BEGIN Text provided

Yoon Suk-yeol, a former prosecutor and now South Korea’s next president, said he will teach Kim Jong-un to behave, obtain better security commitments from America and restore conservative rule in the country.
Mr Yoon, 61, who served as his predecessor’s prosecutor general, says he is done with being “subservient” after the last five years of engagement with Pyongyang that included reduced joint US military drills, brokering high-level summits with Donald Trump and joint economic engagement.
Instead, he calls the North Korean leader a “rude boy” and told the people of the south that, “if you give me a chance, I will teach him some manners” and make him “snap out of it”.
To back up his rhetoric, he has threatened pre-emptive strikes on the north if needed — a move his rivals called provocative and analysts warn would be unrealistic and dangerous.
Mr Yoon, who also vowed to stand up to China, has accused the government of his predecessor, Moon Jae-in, of undermining its decades-long alliance with the US by reaching out to Pyongyang and Beijing.
“Under Yoon, we will probably see efforts to reset inter-Korean relations,” Soo Kim of the Rand Corporation told AFP. “It is a departure from the Moon administration’s prioritisation of inter-Korean engagement, to say the least.”
But others said that a government in Seoul that takes a hard line will do nothing to slow Pyongyang’s ballistic developments.
Since the start of the year, Pyongyang has conducted a record-breaking nine weapons tests, including those involving banned hypersonic and medium-range ballistic missiles.
“North Korea will pick up the tempo of its nuclear and missile development and use the hawkish South Korean government to justify its actions,” Hong Min, a researcher at the Korea Institute for National Unification, told AFP.
Mr Yoon, who won by a razor-thin margin against the incumbent Democratic Party’s Lee Jae-myung, said he will also bolster ties with Washington and its “extended deterrence,” a reference to America’s ability to use military and nuclear forces to deter assaults on its allies.
At home, he has promised more than 2.5 million housing units to suppress soaring housing prices, offer financial aid packages to small business owners hit by Covid-19 pandemic restrictions and drastically raise salaries for conscript soldiers.

END Text provided
BEGIN Data records

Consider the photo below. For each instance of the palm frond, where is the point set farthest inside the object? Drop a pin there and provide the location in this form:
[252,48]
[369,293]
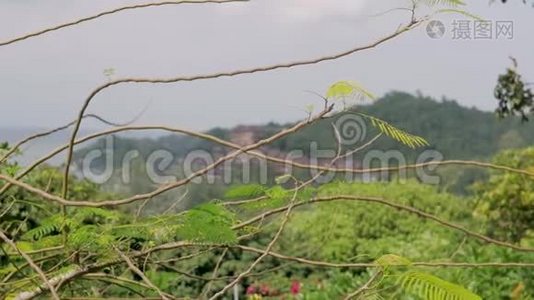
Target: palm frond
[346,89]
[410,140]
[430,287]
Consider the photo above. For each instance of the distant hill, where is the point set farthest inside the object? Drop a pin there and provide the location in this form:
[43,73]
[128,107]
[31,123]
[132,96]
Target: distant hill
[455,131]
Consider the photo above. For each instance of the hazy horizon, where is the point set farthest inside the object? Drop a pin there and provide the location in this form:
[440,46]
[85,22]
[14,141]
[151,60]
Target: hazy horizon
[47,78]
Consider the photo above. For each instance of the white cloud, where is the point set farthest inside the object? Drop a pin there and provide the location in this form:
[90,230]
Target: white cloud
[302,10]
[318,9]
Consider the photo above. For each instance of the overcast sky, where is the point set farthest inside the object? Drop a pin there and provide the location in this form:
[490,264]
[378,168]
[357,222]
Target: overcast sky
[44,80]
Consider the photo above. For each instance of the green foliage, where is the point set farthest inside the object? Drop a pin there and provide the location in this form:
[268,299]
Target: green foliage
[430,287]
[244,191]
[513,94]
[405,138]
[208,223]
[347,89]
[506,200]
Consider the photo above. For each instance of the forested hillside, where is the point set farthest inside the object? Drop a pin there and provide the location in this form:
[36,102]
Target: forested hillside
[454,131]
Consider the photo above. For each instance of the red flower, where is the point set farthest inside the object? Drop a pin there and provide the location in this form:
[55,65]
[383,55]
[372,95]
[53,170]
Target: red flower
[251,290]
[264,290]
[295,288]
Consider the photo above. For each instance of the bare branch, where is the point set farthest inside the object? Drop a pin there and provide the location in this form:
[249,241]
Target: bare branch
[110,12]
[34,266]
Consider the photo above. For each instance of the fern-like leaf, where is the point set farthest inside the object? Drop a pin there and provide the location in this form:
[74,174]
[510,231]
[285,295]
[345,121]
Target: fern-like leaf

END Data records
BEGIN Data records

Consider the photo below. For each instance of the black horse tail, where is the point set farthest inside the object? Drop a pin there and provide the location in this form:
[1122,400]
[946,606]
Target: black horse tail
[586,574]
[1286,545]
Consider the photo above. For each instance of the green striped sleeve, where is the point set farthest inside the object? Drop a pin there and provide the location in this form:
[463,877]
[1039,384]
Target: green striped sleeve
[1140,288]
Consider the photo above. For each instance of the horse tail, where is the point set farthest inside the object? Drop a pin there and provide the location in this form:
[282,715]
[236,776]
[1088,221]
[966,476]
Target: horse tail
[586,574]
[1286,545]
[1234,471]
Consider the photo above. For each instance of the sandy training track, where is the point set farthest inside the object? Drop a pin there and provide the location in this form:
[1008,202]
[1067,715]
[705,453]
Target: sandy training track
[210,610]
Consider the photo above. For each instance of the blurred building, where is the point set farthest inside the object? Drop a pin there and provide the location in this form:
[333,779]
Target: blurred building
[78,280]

END Data records

Task set:
a. From the article on Yoon Suk-yeol, write out everything from "Yoon Suk-yeol, a" down to "unrealistic and dangerous.".
b. Answer these questions using the article on Yoon Suk-yeol:
(i) How many weapons tests has Pyongyang conducted since the start of the year?
(ii) Whom did Yoon defeat in the election, and what party was that candidate from?
(iii) How many housing units has Yoon promised?
c. Carry the article on Yoon Suk-yeol further, starting after its final sentence.

Numbered answers:
a.
Yoon Suk-yeol, a former prosecutor and now South Korea’s next president, said he will teach Kim Jong-un to behave, obtain better security commitments from America and restore conservative rule in the country.
Mr Yoon, 61, who served as his predecessor’s prosecutor general, says he is done with being “subservient” after the last five years of engagement with Pyongyang that included reduced joint US military drills, brokering high-level summits with Donald Trump and joint economic engagement.
Instead, he calls the North Korean leader a “rude boy” and told the people of the south that, “if you give me a chance, I will teach him some manners” and make him “snap out of it”.
To back up his rhetoric, he has threatened pre-emptive strikes on the north if needed — a move his rivals called provocative and analysts warn would be unrealistic and dangerous.

b.
(i) Nine.
(ii) Lee Jae-myung, of the incumbent Democratic Party.
(iii) More than 2.5 million.

c.
It is still unclear whether he could translate that into legislative reform steps because Mr Lee’s liberal party still holds about 60 per cent of seats in the 295-member parliament.
A novice in party politics who has built up an image as a strong-minded and uncompromising prosecutor, Mr Yoon could enjoy a longer honeymoon period than Mr Moon given that as many opinion surveys show that more than half of people polled want a shift in power, experts said.
As a prosecutor, he spearheaded high-profile corruption investigations into the past conservative governments.
During a parliament audit in 2013, Mr Yoon, then a senior prosecutor, revealed he was put under pressure by his boss over an investigation into an allegation that the country’s spy agency had conducted an illicit online campaign to help conservative President Park Geun-hye win the previous year’s election.
At the time, he famously said, “I am not loyal to [high-level] people.”
He was demoted but when Ms Park’s government was toppled over a separate corruption scandal in 2017, Mr Moon made Mr Yoon head of a Seoul prosecution office, which investigated Ms Park and other conservative leaders. Mr Yoon was named Mr Moon’s prosecutor general in 2019.
However, not everyone is sold on the prosecutor turned tough-talking president.
In 2017, Mr Lee, then Seongnam mayor, said he wanted to make Mr Yoon his prosecutor general if he became president.
He now says that a Yoon government would begin a “prosecutors’ dictatorship that is scarier than past military-backed governments.”